Your goal: Quote, word for word, every line starting at the line that contains "Query: car roof" and ending with the last line of the records; include both of these lines and no others.

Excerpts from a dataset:
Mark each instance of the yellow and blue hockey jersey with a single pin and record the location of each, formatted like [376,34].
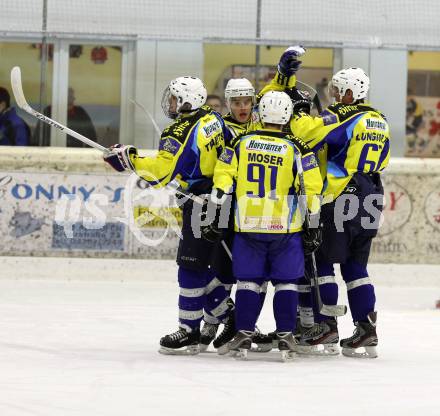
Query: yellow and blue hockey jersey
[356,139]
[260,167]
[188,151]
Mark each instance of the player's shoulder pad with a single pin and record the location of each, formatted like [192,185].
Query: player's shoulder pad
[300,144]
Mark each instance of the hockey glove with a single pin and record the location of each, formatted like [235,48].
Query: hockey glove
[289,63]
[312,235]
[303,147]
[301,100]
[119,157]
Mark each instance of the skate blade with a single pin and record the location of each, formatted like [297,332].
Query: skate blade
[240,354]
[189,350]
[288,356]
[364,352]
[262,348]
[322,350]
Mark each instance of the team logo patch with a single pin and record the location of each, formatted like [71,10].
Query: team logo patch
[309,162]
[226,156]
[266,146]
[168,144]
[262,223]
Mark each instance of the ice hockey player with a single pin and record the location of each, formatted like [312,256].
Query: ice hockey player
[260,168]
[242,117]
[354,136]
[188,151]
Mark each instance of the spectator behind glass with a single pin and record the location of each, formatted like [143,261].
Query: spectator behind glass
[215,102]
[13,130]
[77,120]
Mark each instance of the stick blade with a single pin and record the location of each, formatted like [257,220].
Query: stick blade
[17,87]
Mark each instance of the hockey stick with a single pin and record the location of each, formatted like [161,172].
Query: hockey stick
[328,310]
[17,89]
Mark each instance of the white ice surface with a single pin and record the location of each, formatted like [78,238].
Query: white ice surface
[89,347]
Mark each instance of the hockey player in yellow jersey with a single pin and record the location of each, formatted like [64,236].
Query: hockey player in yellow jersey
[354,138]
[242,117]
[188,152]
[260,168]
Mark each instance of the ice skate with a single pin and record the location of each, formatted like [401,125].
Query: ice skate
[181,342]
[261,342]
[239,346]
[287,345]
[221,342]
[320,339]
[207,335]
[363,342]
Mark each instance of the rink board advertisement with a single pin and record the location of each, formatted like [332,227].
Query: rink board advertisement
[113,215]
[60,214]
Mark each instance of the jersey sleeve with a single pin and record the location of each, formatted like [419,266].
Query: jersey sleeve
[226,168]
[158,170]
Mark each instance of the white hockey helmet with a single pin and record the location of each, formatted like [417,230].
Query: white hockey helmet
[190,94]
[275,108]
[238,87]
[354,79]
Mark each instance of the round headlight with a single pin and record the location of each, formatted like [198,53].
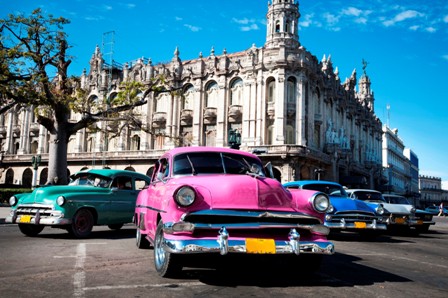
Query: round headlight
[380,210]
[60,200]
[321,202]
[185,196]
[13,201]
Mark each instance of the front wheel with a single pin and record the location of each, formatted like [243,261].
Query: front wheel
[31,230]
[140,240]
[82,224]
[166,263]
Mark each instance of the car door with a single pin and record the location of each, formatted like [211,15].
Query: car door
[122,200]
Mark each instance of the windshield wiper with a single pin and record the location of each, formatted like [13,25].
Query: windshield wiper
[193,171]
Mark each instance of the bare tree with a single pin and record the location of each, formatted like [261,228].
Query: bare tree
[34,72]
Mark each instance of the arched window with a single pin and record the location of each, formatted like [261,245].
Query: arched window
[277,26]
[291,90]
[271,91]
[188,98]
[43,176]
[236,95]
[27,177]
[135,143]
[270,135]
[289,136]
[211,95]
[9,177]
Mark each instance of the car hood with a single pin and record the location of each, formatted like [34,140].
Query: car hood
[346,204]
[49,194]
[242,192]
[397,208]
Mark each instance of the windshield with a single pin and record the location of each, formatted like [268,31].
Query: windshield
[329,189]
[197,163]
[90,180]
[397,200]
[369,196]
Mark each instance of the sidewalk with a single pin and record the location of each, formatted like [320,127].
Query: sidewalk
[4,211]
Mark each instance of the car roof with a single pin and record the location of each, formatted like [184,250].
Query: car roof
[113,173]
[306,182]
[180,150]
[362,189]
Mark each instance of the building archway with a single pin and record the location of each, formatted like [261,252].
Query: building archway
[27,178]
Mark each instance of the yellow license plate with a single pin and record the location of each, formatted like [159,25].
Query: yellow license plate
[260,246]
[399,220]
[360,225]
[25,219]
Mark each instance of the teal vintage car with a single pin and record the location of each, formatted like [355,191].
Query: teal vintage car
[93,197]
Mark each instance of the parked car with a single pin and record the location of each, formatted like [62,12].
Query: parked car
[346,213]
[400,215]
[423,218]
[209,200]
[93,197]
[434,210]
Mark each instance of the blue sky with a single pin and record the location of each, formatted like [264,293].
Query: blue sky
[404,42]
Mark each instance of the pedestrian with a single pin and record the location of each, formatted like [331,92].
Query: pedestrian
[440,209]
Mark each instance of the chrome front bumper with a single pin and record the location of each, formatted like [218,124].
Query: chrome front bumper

Answer to the exercise:
Query: car roof
[113,173]
[306,182]
[180,150]
[362,189]
Mark each instance of the building archway with a single pin and record the location of each, formatted like [261,252].
Query: building archway
[27,178]
Mark each instance of the yellow license plate with a single pin and record the location of each, formatted like [159,25].
Query: yellow license plate
[260,246]
[399,220]
[360,225]
[25,219]
Mark each instance of the teal vintage car with a single pin and record the location of each, formatted like [355,191].
Query: teal vintage car
[93,197]
Mark each instance of the parked car with a single pin and record the location of each, formatted like [62,12].
Query: parked car
[346,213]
[400,215]
[423,218]
[209,200]
[93,197]
[434,210]
Mark each instance of the blue sky with a single pin and record the location of each, formatted like [264,293].
Query: blue sky
[404,42]
Mark each instance of the pedestrian with a single pin and record the location of each, formatted like [331,92].
Query: pedestrian
[440,209]
Mark each instance of the chrome front bumper with a single pin and record the location of each, formatted like [218,124].
Query: chrome front bumper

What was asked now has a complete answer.